> 取り組む課題:
(a) マウスピース矯正の文章によると、歯をしっかり移動させるには、マウスピースを1日に何時間以上装着する必要がありますか。
(b) マウスピース矯正の文章から、「1.マウスピース矯正について」で始まり「スを交換でき、少しずつ歯並びが整います。」まで続く部分をそのまま書き出してください。

> 提供文章:
________________________________________
マウスピース矯正とは、ワイヤーやブラケットを使わず、透明なマウスピース型の装置で歯を動かす矯正方法で目立たず、周囲の人に気づかれにくいのが特徴です。人と会ったり喋る機会が多い仕事の方でも、他人に気づかれずに歯列矯正を行えるマウスピース矯正は、社会人の方や年配の方でも負担の少ない矯正方法と言えます。
1.マウスピース矯正について
透明なマウスピースを歯に装着することで歯を動かし歯並びを整えます。口腔内を3Dスキャンし、そこから治療計画を立て、その治療計画に合わせてマウスピースは作られます。お食事、歯磨きの時以外、時間にして1日20時間以上装着することで歯はしっかりと移動することができます。この時間を守りしっかり装着していただくと、1週間から10日に1枚ずつマウスピースを交換でき、少しずつ歯並びが整います。
________________________________________
> 提供データ:
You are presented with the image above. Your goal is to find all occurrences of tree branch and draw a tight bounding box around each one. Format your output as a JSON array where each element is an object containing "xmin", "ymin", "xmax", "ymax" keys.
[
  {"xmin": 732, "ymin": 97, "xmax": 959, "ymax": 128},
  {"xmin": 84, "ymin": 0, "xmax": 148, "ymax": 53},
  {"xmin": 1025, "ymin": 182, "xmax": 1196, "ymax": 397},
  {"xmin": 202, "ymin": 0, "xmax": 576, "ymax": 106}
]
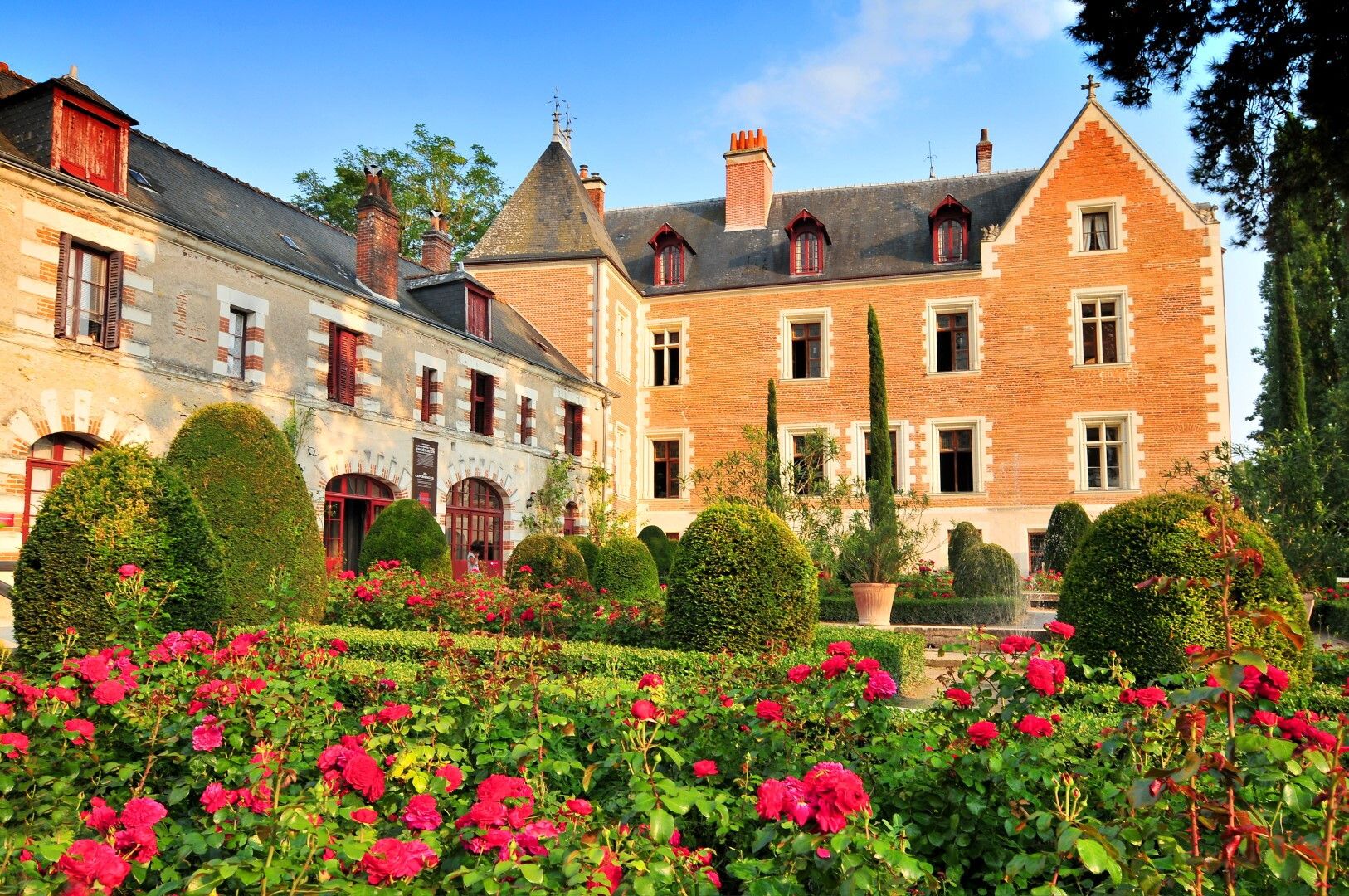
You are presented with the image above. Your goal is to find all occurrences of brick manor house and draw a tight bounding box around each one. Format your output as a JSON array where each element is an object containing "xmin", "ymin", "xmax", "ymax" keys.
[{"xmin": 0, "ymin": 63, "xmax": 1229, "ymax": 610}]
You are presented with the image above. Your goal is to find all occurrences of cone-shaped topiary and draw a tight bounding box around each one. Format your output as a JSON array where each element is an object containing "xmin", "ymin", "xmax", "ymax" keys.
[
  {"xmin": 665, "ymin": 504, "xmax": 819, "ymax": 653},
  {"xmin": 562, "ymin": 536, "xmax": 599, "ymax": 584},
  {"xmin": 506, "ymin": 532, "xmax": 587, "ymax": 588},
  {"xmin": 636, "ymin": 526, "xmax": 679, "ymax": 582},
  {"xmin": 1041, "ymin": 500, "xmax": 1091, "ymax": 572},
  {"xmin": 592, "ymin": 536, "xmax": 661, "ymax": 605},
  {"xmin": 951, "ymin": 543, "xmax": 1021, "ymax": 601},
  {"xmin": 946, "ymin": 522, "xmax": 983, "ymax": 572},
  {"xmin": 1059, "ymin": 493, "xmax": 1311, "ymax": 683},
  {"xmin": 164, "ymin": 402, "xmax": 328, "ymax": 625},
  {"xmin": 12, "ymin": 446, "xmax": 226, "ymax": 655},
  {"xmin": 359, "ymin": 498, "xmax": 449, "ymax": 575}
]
________________________________________
> 演習の解答:
(a) 食事と歯磨きの時以外、1日20時間以上です。

(b)
1.マウスピース矯正について
透明なマウスピースを歯に装着することで歯を動かし歯並びを整えます。口腔内を3Dスキャンし、そこから治療計画を立て、その治療計画に合わせてマウスピースは作られます。お食事、歯磨きの時以外、時間にして1日20時間以上装着することで歯はしっかりと移動することができます。この時間を守りしっかり装着していただくと、1週間から10日に1枚ずつマウスピースを交換でき、少しずつ歯並びが整います。